One of the most appealing properties of AuNCs is their tunable LSPR peaks in visible and NIR regions. LSPR refers to the scattering and absorption of incident light at a specific wavelength due to the collective oscillation of conduction electrons in the metal nanostructure at the same resonant frequency.^[31–33] The LSPR peak of the AuNCs can be tuned by varying their size, composition, as well as the wall thickness and porosity. Figure 1D shows UV–vis–NIR extinction spectra of aqueous suspensions of AuNCs prepared by reacting a fixed amount of Ag nanocubes with different amounts of HAuCl₄ solutions, showing that the optical properties of AuNCs are strongly correlated with the degree of galvanic replacement reaction (i.e., the composition and porosity of the final products).^[26] Accordingly, the color of the samples changes from yellow to reddish-brown, purple, and blue (Figure 1E). Due to the LSPR effect, AuNCs are able to scatter and absorb light very strongly, making them useful as contrast agents for optical imaging or as photothermal agents for a variety of niche applications.^[9] These capabilities are particularly relevant to biomedical applications considering that the LSPR peak of AuNCs can be precisely tuned into the transparent window of soft tissues. In addition, AuNCs also holds great promises for translational application considering their good biocompatibility both in vitro and in vivo.^[34]

3. Substitution of Au Atoms with ¹⁹⁸Au or ¹⁹⁹Au Atoms

The simplest and most straightforward method for labeling AuNCs with a radionuclide is to partially substitute the Au atoms in the walls with one of its radioactive isotopes, such as ¹⁹⁸Au (β⁻=0.96 MeV, t_1/2= 2.7 days) or ¹⁹⁹Au (β⁻=0.452 MeV, t_1/2= 3.1 days). The substitution can be readily realized by employing a mixture of H¹⁹⁸AuCl₄ (or H¹⁹⁹AuCl₄) and HAuCl₄ as the precursor to Au atoms.^[35] Figure 2A shows the preparation of ¹⁹⁸Au-doped AuNCs through the galvanic replacement reaction between Ag nanocubes and a mixture of H¹⁹⁸AuCl₄ and HAuCl₄. The mixture of H¹⁹⁸AuCl₄ and HAuCl₄ was formed by irradiating a piece of nonradioactive Au foil with neutrons, followed by dissolution of the foil in aqua regia. Further purification was achieved by heating the products at 130 °C to remove the acids and other byproducts such as NO₂ and NO.^[36,37] Figure 2B shows a TEM image of the ¹⁹⁸Au-doped AuNCs (after the complete decay of ¹⁹⁸Au), with an average edge length of 33 nm. They exhibited the same shape and structure as the samples prepared with HAuCl₄ alone. The radioactive thin layer chromatography in Figure 2C confirmed the radioactivity of the as-obtained AuNCs. Since there was no detection of unbound ¹⁹⁸Au³⁺, the ¹⁹⁸Au atoms were stably incorporated into the walls of the nanocages. As expected, the specific radioactivity of the final AuNCs could be tuned by varying the concentration of H¹⁹⁸AuCl₄ in the precursor mixture.

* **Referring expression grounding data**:
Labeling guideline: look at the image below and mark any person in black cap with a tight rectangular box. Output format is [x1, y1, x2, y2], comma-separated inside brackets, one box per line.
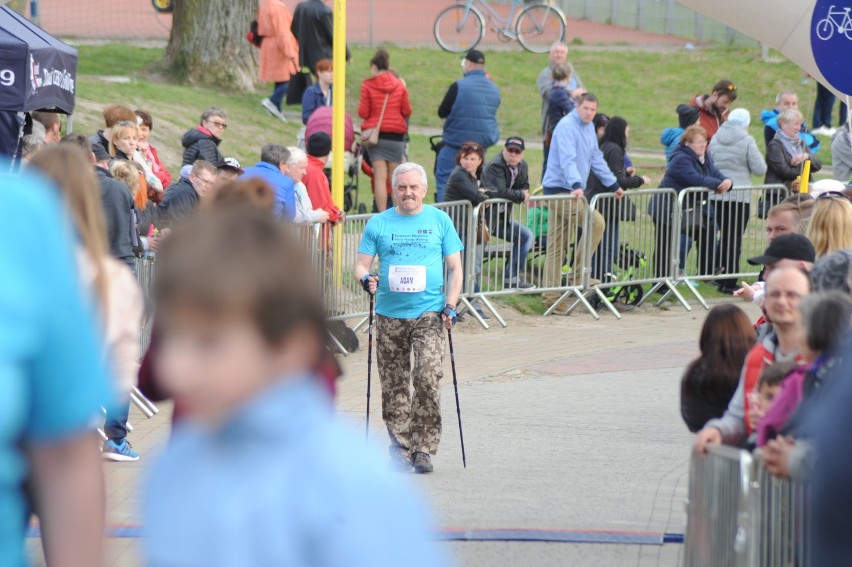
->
[216, 158, 244, 187]
[435, 49, 500, 203]
[302, 132, 346, 225]
[734, 234, 816, 305]
[660, 104, 698, 163]
[482, 136, 535, 289]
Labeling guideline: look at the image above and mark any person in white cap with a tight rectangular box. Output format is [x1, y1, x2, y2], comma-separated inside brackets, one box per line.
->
[707, 108, 766, 293]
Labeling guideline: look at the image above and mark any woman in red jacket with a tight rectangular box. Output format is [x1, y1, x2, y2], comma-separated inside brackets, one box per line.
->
[358, 49, 411, 212]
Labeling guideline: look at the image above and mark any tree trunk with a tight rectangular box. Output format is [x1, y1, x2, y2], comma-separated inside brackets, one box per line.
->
[166, 0, 258, 92]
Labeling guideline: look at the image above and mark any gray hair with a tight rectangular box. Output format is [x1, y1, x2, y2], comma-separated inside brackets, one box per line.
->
[201, 106, 228, 122]
[811, 250, 852, 293]
[778, 108, 805, 124]
[799, 291, 852, 353]
[775, 91, 799, 106]
[391, 161, 429, 190]
[287, 146, 308, 165]
[260, 144, 290, 167]
[21, 134, 44, 156]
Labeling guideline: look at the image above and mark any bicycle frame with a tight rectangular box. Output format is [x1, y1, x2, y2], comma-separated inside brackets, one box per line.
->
[465, 0, 523, 37]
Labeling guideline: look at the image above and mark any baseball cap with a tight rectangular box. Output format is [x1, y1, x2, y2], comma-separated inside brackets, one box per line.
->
[464, 49, 485, 65]
[748, 234, 816, 266]
[305, 132, 331, 157]
[676, 104, 698, 129]
[503, 136, 526, 151]
[218, 158, 245, 175]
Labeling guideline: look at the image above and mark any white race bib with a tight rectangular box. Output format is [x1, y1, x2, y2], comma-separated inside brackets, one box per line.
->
[388, 266, 426, 293]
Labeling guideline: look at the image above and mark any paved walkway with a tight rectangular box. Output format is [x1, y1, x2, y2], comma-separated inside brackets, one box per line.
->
[25, 300, 756, 567]
[39, 0, 694, 49]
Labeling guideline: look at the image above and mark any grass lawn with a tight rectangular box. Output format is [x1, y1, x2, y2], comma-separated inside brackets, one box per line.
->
[74, 44, 812, 312]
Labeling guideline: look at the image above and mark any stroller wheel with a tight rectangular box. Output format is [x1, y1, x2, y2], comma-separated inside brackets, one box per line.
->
[616, 284, 644, 305]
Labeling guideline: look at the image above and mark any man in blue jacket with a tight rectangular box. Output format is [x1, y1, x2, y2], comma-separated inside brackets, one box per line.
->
[240, 144, 296, 222]
[542, 93, 624, 314]
[435, 49, 500, 203]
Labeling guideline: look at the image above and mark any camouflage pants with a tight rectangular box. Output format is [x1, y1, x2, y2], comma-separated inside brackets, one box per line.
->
[376, 311, 444, 455]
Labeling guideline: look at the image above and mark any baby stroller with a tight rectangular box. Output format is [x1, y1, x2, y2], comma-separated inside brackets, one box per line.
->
[590, 242, 648, 309]
[300, 106, 362, 213]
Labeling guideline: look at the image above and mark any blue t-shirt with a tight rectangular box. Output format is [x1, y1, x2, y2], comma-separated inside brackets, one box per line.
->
[358, 205, 464, 319]
[0, 174, 111, 567]
[142, 376, 446, 567]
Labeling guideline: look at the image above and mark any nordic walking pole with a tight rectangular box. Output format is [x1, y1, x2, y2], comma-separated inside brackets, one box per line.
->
[447, 329, 467, 468]
[364, 293, 376, 441]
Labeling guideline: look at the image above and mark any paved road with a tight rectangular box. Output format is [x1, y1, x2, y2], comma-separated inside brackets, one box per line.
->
[39, 0, 694, 49]
[30, 300, 756, 567]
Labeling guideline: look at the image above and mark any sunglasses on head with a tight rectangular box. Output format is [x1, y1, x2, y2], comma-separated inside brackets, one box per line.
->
[817, 191, 849, 201]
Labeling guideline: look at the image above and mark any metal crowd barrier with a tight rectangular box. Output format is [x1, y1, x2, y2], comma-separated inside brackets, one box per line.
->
[586, 189, 692, 319]
[684, 445, 812, 567]
[468, 194, 600, 320]
[676, 185, 787, 309]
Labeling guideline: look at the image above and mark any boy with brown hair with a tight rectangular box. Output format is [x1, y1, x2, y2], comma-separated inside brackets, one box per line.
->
[143, 206, 443, 566]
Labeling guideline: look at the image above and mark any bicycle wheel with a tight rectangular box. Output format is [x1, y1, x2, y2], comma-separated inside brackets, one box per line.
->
[817, 18, 834, 41]
[435, 4, 485, 53]
[515, 4, 565, 53]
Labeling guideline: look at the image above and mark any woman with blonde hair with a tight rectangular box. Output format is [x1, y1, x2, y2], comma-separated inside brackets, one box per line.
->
[807, 193, 852, 259]
[109, 118, 163, 196]
[30, 143, 143, 461]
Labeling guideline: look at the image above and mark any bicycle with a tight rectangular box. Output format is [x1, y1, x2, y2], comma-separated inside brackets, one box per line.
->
[434, 0, 565, 53]
[816, 4, 852, 41]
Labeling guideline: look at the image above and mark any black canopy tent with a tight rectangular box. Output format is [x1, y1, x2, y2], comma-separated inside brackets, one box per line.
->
[0, 6, 77, 162]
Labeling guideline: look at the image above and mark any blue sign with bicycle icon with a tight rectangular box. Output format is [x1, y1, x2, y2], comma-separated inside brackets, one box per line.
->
[811, 0, 852, 94]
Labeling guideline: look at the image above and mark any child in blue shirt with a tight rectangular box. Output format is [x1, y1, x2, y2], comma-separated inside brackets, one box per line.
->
[143, 207, 445, 566]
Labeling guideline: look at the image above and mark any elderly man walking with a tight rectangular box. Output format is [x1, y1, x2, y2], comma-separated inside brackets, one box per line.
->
[355, 162, 470, 473]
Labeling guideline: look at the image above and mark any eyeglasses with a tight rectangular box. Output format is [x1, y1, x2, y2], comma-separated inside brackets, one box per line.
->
[817, 191, 849, 201]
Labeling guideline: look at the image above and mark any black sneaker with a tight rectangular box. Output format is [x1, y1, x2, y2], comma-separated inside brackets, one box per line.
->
[413, 452, 435, 474]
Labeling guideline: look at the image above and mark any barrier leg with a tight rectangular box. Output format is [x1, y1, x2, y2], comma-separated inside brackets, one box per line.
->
[479, 296, 509, 329]
[352, 317, 370, 333]
[459, 295, 491, 331]
[131, 386, 160, 414]
[130, 391, 154, 419]
[592, 287, 621, 319]
[327, 331, 349, 356]
[567, 287, 601, 321]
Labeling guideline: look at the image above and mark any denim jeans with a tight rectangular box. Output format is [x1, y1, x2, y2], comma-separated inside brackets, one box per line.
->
[435, 144, 459, 203]
[269, 81, 290, 110]
[491, 216, 533, 281]
[104, 401, 130, 441]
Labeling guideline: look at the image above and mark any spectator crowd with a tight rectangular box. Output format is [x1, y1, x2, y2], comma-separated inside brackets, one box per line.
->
[5, 0, 852, 564]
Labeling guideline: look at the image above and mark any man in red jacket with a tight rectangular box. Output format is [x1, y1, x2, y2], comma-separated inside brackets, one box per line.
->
[689, 80, 737, 142]
[302, 132, 346, 229]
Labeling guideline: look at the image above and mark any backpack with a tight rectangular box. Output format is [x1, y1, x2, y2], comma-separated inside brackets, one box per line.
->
[246, 20, 263, 47]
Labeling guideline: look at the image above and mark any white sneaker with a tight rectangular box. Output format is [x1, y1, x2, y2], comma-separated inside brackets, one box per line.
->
[260, 98, 287, 122]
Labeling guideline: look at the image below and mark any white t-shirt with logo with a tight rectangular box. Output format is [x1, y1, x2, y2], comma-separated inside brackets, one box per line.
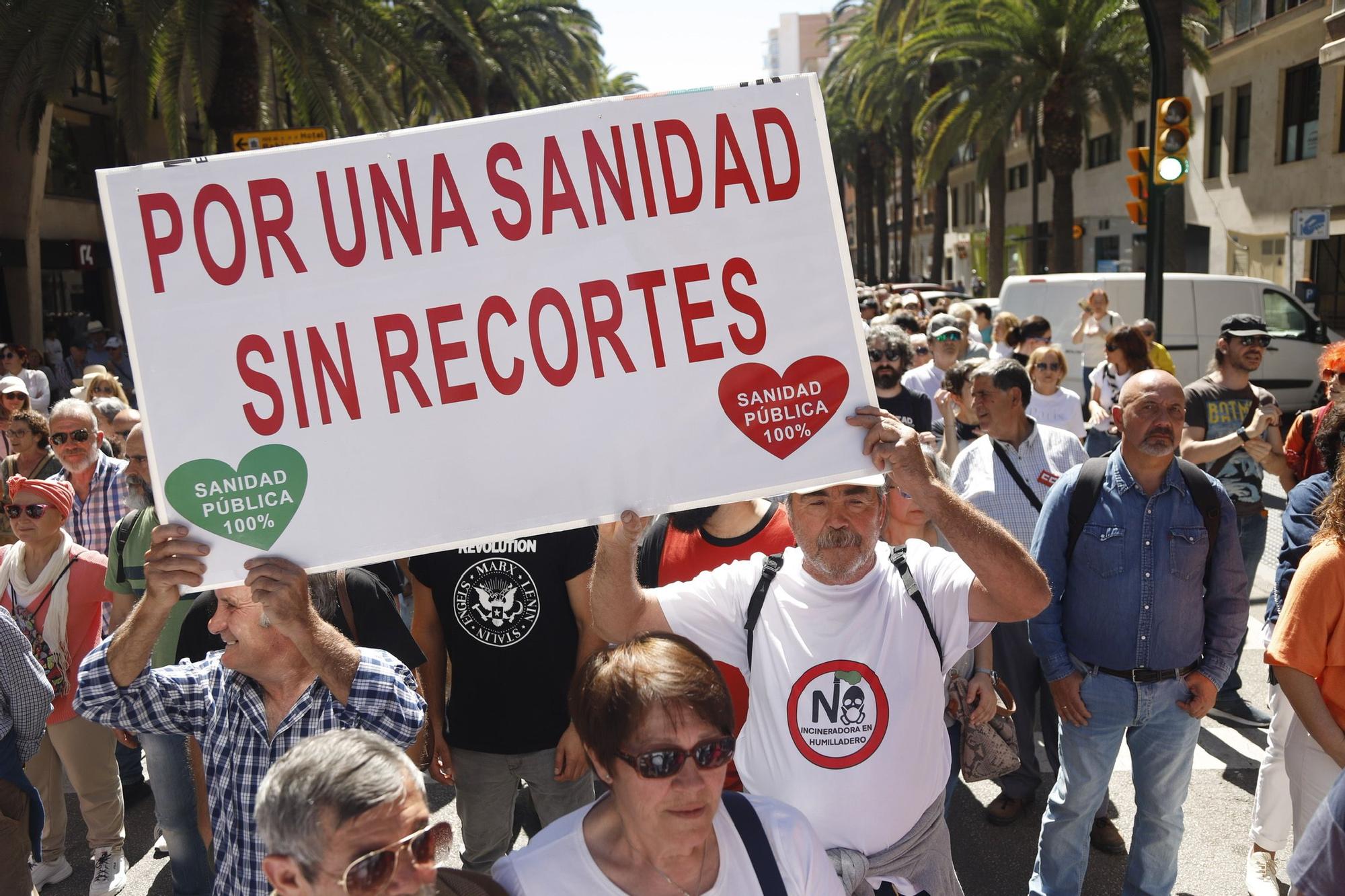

* **WORK INSTRUCTIONS**:
1: Rewrite the paragraph of the gold nanocage passage that begins "The simplest and most straightforward method" as a brief bulleted list that keeps its main facts.
2: Continue the gold nanocage passage with a new paragraph that starts after its final sentence, the one about tuning the specific radioactivity of the AuNCs.
The lines have no connection to the gold nanocage passage.

* **YOUR RESPONSES**:
1:
- The simplest way to label AuNCs with a radionuclide is to partially substitute the Au atoms in their walls with ¹⁹⁸Au (β⁻=0.96 MeV, t_1/2= 2.7 days) or ¹⁹⁹Au (β⁻=0.452 MeV, t_1/2= 3.1 days).
- This is done by using a mixture of H¹⁹⁸AuCl₄ (or H¹⁹⁹AuCl₄) and HAuCl₄ as the precursor to Au atoms.
- ¹⁹⁸Au-doped AuNCs are prepared through the galvanic replacement reaction between Ag nanocubes and the H¹⁹⁸AuCl₄/HAuCl₄ mixture (Figure 2A).
- The mixture is formed by irradiating nonradioactive Au foil with neutrons and dissolving the foil in aqua regia. It is then purified by heating at 130 °C to remove acids and byproducts such as NO₂ and NO.
- A TEM image taken after complete decay of ¹⁹⁸Au shows doped AuNCs with an average edge length of 33 nm (Figure 2B). They have the same shape and structure as samples made with HAuCl₄ alone.
- Radioactive thin layer chromatography confirmed that the AuNCs were radioactive (Figure 2C). It detected no unbound ¹⁹⁸Au³⁺, so the ¹⁹⁸Au atoms were stably incorporated into the walls.
- The specific radioactivity can be tuned by varying the H¹⁹⁸AuCl₄ concentration in the precursor mixture.

2:
Figure 2.

(A) Schematic illustration showing the synthesis of radiolabeled AuNCs through the substitution of Au atoms with ¹⁹⁸Au atoms. (B) TEM image of the ¹⁹⁸Au-doped AuNCs, which was obtained after the ¹⁹⁸Au had decayed for one month. (C) Paper chromatography analyses of the H¹⁹⁸AuCl₄ and ¹⁹⁸Au-doped AuNCs. (D) Representative luminescence images of a mouse bearing an EMT-6 tumor after tail vein injection of the PEGylated, ¹⁹⁸Au-doped AuNCs (2.37 MBq per mouse) for 0, 2, and 24 h, respectively. The images were obtained by collecting the emission light in the range of 500–650 nm using a IVIS Lumina II XR System, with the excitation filter closed. Reproduced with permission.^[35] Copyright 2013, American Chemical Society.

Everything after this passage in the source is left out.